_Passage_:
────

I'm sorry if I haven't explained my problem too well, but I'm italian.
Also, I've been into perl just for a little while and I'm pretty new to porgramming in general.
Thanks averyone for your help..

Replies are listed 'Best First'.
Re: Problem in counting the occurrences of a string in a text file
by linuxer (Curate) on Dec 29, 2008 at 15:21 UTC
    • please use a consistent way of intendation; it makes the code more readable; I think perlstyle has something about that.
    • the mix of english and italian variable names doesn't help to understand the code
    • the italian comments don't help those who don't speak Italian
    • your regex cannot match, as you use (\.\+) in it, but where in your data source is the string .*?
    • Is it correct, that in your data source, some lines use '*', other '.*' to separate the items per line?

────

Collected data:
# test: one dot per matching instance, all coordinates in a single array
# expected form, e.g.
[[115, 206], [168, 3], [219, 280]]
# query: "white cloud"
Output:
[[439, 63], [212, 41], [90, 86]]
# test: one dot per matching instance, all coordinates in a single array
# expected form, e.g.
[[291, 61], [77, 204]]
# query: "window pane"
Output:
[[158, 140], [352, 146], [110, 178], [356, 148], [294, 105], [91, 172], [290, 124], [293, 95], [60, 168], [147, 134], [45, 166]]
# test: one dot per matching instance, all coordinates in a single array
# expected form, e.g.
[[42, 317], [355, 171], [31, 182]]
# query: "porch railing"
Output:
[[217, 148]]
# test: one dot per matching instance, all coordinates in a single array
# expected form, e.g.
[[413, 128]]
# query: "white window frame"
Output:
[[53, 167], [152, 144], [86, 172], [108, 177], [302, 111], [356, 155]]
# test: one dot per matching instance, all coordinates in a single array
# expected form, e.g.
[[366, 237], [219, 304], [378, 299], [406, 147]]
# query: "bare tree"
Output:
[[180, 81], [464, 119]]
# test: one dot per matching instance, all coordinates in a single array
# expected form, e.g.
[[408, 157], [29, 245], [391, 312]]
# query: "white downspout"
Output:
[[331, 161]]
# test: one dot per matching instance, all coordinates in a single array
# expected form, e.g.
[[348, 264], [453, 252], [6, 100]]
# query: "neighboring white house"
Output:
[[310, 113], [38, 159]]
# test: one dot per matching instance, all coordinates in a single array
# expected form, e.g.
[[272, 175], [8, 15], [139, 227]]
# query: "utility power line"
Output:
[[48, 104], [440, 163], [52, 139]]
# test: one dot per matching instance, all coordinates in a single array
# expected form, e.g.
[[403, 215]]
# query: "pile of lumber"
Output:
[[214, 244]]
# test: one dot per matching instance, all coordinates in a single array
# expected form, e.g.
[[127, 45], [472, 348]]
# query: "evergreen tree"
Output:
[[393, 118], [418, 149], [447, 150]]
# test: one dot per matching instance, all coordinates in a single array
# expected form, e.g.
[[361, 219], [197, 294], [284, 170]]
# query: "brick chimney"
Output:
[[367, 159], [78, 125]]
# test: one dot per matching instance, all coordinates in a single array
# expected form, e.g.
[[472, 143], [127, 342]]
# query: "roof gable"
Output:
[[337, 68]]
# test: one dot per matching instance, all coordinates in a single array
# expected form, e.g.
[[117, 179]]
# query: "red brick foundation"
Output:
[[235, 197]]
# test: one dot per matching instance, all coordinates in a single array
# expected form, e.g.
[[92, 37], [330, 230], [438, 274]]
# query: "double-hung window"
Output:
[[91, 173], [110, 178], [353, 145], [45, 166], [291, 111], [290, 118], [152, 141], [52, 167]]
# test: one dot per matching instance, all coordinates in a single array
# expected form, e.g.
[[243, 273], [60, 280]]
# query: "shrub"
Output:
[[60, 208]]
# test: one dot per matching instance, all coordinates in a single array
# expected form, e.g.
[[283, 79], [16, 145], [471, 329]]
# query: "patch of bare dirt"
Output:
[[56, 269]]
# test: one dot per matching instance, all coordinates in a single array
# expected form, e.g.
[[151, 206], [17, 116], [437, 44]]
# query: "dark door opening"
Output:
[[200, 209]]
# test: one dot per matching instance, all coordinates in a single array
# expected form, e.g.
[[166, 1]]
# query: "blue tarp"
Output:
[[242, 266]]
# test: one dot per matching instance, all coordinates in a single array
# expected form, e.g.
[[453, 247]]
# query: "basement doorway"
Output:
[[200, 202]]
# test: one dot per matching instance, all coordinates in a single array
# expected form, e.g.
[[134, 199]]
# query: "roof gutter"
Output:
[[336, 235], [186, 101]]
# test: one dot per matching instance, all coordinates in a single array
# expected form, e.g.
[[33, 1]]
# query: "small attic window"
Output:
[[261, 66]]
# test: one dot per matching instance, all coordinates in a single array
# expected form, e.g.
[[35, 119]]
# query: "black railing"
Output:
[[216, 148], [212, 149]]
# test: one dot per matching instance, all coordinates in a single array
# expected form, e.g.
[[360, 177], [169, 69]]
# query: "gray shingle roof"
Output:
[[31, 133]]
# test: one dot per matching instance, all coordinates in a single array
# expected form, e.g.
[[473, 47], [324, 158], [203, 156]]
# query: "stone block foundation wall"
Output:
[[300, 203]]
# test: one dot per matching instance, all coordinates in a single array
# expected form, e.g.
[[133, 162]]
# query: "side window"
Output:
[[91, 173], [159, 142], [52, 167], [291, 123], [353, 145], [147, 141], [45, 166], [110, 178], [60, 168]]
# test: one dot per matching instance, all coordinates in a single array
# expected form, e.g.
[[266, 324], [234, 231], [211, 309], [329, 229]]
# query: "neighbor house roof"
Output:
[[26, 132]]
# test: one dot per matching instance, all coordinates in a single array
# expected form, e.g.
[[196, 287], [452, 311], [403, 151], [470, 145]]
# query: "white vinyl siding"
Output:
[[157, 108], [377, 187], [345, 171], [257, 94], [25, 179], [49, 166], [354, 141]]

────

_Objective A_: According to the forum thread, what effect does the mix of English and Italian variable names have?
_Objective B_: Reproduce the rows from the start of the rows through the line containing "[[439, 63], [212, 41], [90, 86]]", changing "white cloud" to "gray cloud" and keeping everything else the same.
The forum thread and the rows are unrelated material.

_Exercise response A_: It doesn't help to understand the code.

_Exercise response B_:
# test: one dot per matching instance, all coordinates in a single array
# expected form, e.g.
[[115, 206], [168, 3], [219, 280]]
# query: "gray cloud"
Output:
[[439, 63], [212, 41], [90, 86]]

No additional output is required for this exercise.